**WORK ORDER 1**. According to the comments on NASA, what approach does Rutan use?
**WORK ORDER 2**. List every organization named in the comments on NASA.
**WORK ORDER 3**. Set down the stretch of the comments on NASA from "Posted by: Rocky" through "the cosmos begin.".

(Beginning of PAGE EXTRACT)

This silly statement by the APS shows they've haven't done their homework.
Posted by: Rocky at November 23, 2004 10:22 AM
If people like these guys had had their way, we'd still think the world was flat.
It's time for the robot boys--a bunch of people with narrow esoteric scientific interests interested only in using the space program as a means to satisfy their own curiosity--to get the hell out of the wayand let the REAL exploration of the cosmos begin.
Posted by: Jerry at November 23, 2004 08:41 PM
Anyone who thinks NASA is currently 'highly successful' (given their budget)is not worth paying attention to. NASA is by (their own admission) not mission driven, and a NASA trip 'to space' costs half a billion. A SpaceshipOne trip to the edge of space costs $200,00 per seat. NASA uses heat tiles and people burn up. Rutan uses a shuttlecock approach and saves billions. Scaled Composites provides jobs to visionaries. NASA provides jobs to bureaucrats.
The federeal government should offer X-type prizes and get out of the way.

(End of PAGE EXTRACT)
(Beginning of RECORDS PROVIDED)

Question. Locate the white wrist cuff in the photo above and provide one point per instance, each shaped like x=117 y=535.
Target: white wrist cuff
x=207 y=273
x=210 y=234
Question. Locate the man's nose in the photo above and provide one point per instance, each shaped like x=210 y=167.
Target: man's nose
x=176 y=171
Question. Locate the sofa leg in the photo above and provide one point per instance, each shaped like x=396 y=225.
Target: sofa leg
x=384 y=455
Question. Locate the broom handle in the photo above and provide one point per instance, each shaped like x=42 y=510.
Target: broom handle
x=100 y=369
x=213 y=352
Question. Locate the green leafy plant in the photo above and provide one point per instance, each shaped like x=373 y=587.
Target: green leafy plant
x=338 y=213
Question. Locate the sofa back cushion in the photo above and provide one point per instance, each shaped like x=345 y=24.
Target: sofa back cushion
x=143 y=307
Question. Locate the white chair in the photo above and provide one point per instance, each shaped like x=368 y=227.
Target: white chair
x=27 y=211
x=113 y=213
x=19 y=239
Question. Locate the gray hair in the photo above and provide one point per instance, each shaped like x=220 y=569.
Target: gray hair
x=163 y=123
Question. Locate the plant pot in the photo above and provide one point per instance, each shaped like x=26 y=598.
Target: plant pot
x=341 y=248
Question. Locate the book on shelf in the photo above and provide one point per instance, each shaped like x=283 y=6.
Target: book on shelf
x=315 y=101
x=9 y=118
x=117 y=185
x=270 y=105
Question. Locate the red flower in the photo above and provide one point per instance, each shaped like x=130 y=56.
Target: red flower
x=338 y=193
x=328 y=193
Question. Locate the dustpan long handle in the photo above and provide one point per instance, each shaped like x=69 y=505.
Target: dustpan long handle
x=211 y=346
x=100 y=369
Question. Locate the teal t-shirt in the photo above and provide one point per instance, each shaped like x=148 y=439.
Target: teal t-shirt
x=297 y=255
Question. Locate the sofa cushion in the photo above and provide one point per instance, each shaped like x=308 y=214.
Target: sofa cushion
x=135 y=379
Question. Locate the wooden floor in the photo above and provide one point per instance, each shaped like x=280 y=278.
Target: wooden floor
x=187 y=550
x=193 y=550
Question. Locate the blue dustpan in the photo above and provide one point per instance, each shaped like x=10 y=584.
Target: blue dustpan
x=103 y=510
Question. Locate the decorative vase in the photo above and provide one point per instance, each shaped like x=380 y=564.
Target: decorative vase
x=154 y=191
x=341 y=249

(End of RECORDS PROVIDED)
(Beginning of RECORDS PROVIDED)

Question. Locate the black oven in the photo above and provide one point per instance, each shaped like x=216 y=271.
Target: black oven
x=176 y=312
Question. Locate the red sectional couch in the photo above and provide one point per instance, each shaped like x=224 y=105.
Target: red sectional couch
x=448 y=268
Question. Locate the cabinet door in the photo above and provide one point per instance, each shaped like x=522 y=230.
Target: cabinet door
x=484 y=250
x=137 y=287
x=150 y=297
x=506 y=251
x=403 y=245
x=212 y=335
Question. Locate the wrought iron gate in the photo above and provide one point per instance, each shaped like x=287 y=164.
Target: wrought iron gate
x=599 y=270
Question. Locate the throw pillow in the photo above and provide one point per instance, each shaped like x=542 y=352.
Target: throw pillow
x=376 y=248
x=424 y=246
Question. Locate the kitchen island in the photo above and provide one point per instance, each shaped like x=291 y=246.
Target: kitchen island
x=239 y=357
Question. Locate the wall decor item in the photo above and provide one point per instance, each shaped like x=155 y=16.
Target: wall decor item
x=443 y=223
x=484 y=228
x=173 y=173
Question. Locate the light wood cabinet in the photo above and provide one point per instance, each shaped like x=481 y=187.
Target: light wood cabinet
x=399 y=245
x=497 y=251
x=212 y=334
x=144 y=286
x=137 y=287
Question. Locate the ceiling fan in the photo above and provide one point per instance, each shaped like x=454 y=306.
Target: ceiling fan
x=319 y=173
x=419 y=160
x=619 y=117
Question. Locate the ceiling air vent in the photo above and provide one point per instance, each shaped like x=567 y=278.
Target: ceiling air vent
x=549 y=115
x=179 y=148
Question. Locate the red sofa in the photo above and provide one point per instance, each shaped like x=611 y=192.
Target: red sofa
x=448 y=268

(End of RECORDS PROVIDED)

**WRITTEN SOLUTION 1**. A shuttlecock approach.

**WRITTEN SOLUTION 2**. APS, NASA, Scaled Composites

**WRITTEN SOLUTION 3**.
Posted by: Rocky at November 23, 2004 10:22 AM
If people like these guys had had their way, we'd still think the world was flat.
It's time for the robot boys--a bunch of people with narrow esoteric scientific interests interested only in using the space program as a means to satisfy their own curiosity--to get the hell out of the wayand let the REAL exploration of the cosmos begin.